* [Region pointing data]
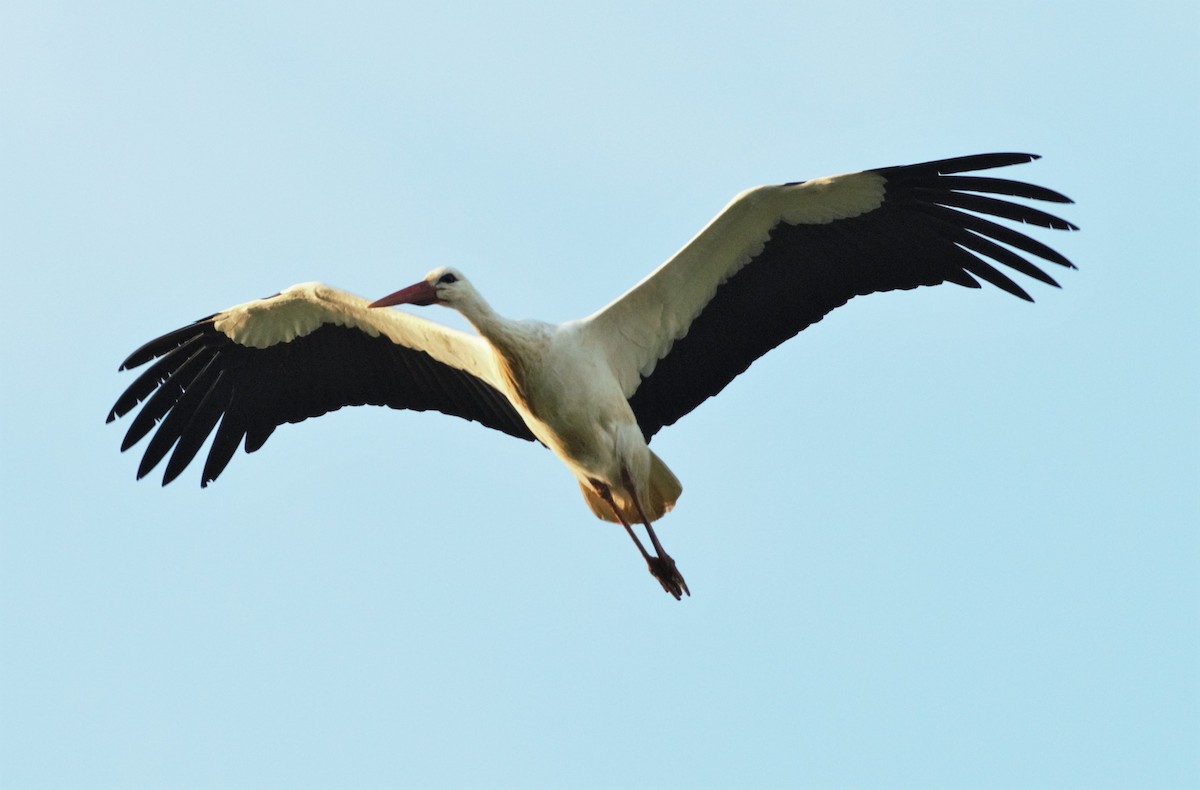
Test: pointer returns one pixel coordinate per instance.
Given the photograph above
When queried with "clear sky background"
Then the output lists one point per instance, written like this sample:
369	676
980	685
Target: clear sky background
943	538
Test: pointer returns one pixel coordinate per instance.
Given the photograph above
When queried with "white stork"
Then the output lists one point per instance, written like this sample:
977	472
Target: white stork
774	261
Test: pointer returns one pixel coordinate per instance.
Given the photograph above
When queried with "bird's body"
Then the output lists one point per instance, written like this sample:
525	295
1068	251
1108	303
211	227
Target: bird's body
593	390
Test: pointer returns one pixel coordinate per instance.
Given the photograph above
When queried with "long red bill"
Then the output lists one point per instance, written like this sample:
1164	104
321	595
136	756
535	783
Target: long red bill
420	293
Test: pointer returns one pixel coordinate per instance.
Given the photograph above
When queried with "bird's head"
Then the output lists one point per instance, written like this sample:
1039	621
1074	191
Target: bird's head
443	286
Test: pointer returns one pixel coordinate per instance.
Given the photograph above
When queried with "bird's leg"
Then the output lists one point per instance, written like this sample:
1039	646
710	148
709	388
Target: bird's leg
652	562
663	566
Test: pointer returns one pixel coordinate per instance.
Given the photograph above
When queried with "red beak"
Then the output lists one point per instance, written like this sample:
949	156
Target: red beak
420	293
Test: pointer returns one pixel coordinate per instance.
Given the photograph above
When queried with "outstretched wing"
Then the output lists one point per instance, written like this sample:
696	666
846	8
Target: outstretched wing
304	352
778	258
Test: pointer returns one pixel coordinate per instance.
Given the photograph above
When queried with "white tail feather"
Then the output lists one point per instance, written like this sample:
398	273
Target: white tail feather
664	490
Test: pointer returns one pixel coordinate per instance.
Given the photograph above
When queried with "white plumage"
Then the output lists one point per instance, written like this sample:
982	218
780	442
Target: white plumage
594	390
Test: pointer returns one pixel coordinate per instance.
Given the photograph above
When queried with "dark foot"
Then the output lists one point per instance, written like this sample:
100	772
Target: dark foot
663	568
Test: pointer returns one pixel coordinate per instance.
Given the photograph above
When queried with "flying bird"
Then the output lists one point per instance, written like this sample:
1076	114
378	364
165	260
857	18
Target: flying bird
594	390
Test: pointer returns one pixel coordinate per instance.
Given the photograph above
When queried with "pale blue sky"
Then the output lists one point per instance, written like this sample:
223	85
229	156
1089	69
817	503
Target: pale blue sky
942	538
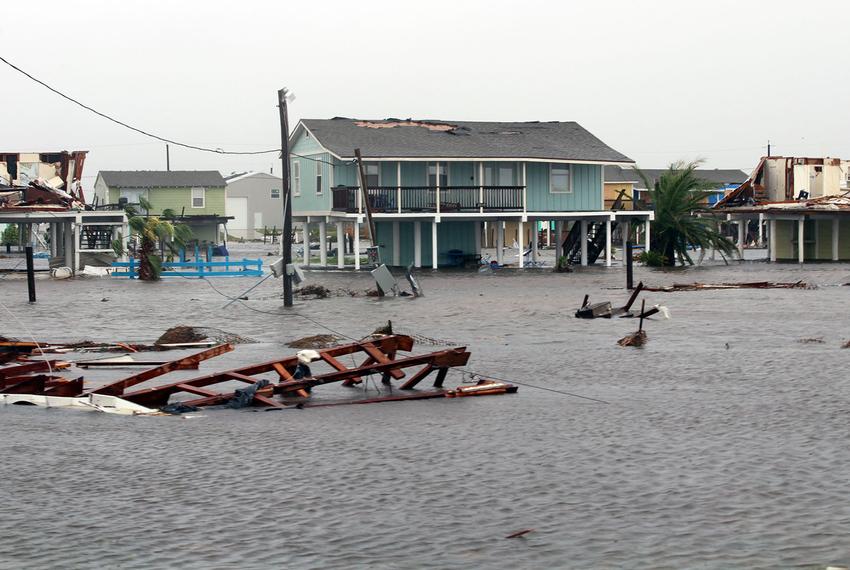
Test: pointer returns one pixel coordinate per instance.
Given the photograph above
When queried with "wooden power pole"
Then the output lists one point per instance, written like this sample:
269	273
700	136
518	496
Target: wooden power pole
286	235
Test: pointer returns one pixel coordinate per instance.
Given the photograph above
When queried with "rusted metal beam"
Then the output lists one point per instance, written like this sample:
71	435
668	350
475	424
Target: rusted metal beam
417	378
447	358
117	388
158	396
32	366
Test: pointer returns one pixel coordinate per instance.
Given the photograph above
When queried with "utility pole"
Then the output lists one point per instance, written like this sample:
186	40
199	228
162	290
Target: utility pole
286	235
366	205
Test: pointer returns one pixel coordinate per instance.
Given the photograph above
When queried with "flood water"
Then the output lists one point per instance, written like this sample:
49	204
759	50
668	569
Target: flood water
723	442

* [Exercise] Transcribe all of the entries word for word, but skip any pictures they contain.

* [Response below]
Test: pointer returns one pixel coordinate per instance.
Given the photograph above
When queried with "clear sky background"
Then the output lists one point per instance, written like this sample:
369	676
980	685
Target: clear sky background
943	538
Test: pointer returns one pixel coordinate per instance.
Given the photograph above
When queried with "white stork"
Then the output lists one point per instance, written like this sample:
977	472
Target: white stork
774	261
Test: pointer returns one pixel coordinate per instance.
Given the photograph above
When queried with "bird's body"
Then the output lists one point per instance, written like this sample:
525	295
1068	251
1108	303
211	227
Target: bird's body
593	390
Test: pointer returns one pixel coordinate per instance.
Given the photograph above
When queried with "long red bill"
Then the output lists one point per instance, written like this sample:
1164	104
321	595
136	756
535	783
Target: long red bill
420	293
Test: pointer returns one pixel coordinate per instance.
Given the photograph above
When queried with "bird's head"
Then the output lists one point per instance, written like this sample:
1039	621
1074	191
Target: bird's head
443	286
Test: pointer returns one pixel coordinate per instance.
Given the photograph above
When queried with "bird's leg"
Then the output lists one point per instance, written like this sample:
1039	646
710	148
709	388
Target: bird's leg
652	562
663	566
Test: pointer returns one pixel coordinate per instance.
Given the photograph above
When queried with "red beak"
Then the output lists one point per instance, written like this sample:
949	156
Target: red beak
420	293
Test: pointer returns one pixel coordinate per instance.
Given the photograph above
When queried with "outstretched wing"
Then the output lists one point per instance, written like this sample:
696	666
846	8
Target: outstretched wing
304	352
778	258
Test: pointer returns one pixel coordinate per instance.
Given the photograph above
When queried with "white tail feather"
Then the output lists one point per instance, written like this sample:
398	273
Target: white tail feather
664	490
Test: pointer returns one pixel coordinate per instance.
Given the photograph above
When queried with "white plumage"
Then the output lists one point per instance, written like this sample:
982	218
780	442
Target: white plumage
594	390
Test: pointer returns one pixel coordinate per instance.
Given the photograph above
When queried with "dark foot"
Then the output lists one point per instance, written like this sample:
100	772
Target: dark foot
663	568
Test: pointer returns one pixel coordinate per instance.
Given the photograph above
When queried with "flying bird"
Then the output lists one point per instance, written like this sample:
1076	114
378	364
165	260
857	18
Target: flying bird
594	390
Test: pointer returns one pixel coordinate per instance.
Given the photograph above
When queried with "pale blue sky"
Then the output lists one point per instance, written like this sample:
223	85
229	156
1089	69
817	503
Target: pale blue sky
942	538
Test: pointer returns one pixel coordinate per instance.
Given the photograph above
When queried with "wooden power pole"
Then the output lists one point per instance, written like this sample:
269	273
700	136
518	496
Target: wooden power pole
286	235
Test: pointer returns one pixel coordinate per instance.
Given the photograph above
When queried with "rusted metal beam"
Then the output lists one point per instance, written like this sample:
71	435
668	350
475	424
Target: rusted metal beam
417	378
447	358
117	388
158	396
32	366
Test: pointer returns one pixel coordinate per instance.
Given the photograph above
When queried with "utility pole"
Then the output lists one point per instance, written like this sample:
186	40
199	228
162	290
Target: utility pole
286	235
366	205
Test: pointer returns one pixel coordinate per instance.
Given the photograph above
When queried with "flood water"
Then the output lists one point per instance, written like this sample:
49	204
759	50
668	569
Target: flood water
723	442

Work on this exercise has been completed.